— start of SOURCE PASSAGE —
Example: :math:`\smash{AR(1)}`
==============================================================================
For an :math:`\smash{AR(1)}` with :math:`\smash{|\phi| < 1}`:

.. math::

   \begin{align*}
   Y_{t} - \mu & = \psi(L)\varepsilon_{t},
   \end{align*}

where

.. math::

   \begin{align*}
   \psi(L) & = (1 + \phi L + \phi^{2}L^{2}+ \ldots) = (1 + \psi_{1}
   L + \psi_{2} L^2 + \ldots).
— end of SOURCE PASSAGE —
Decide whether each statement below agrees with the AR(1) passage. For each one, answer yes or no and quote the exact words of the passage that decide it.
1. The passage assumes that the absolute value of φ is less than 1.
2. The expansion of ψ(L) begins with the term 1.
3. The passage writes Y_t − μ in terms of the lagged value Y_{t−1}.
— start of SUPPLIED ENTRIES —
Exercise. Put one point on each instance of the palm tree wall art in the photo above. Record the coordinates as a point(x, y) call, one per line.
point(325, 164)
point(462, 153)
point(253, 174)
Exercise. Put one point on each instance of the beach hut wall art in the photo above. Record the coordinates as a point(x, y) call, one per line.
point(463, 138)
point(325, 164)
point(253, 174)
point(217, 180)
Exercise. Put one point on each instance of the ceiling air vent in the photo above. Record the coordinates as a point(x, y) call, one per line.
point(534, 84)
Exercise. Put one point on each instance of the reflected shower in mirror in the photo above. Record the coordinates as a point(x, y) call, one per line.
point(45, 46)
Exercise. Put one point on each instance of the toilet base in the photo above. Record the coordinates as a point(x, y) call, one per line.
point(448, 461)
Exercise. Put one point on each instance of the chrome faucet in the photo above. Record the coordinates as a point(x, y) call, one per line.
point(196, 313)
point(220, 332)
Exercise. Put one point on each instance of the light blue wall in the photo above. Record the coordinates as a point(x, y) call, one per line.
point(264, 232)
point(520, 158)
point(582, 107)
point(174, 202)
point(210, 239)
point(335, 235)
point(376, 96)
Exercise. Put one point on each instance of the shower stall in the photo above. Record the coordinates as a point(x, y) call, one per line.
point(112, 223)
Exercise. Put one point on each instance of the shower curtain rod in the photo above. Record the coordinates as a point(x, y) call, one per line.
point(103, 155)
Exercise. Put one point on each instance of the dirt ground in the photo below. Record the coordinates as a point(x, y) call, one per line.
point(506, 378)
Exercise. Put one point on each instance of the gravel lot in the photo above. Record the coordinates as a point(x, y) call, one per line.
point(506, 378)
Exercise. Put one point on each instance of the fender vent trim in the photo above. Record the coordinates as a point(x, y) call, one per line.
— end of SUPPLIED ENTRIES —
**SOLUTION TO THIS TASK**
1. Yes: "|\phi| < 1"
2. Yes: "\psi(L) & = (1 + \phi L"
3. No: "Y_{t} - \mu & = \psi(L)\varepsilon_{t}"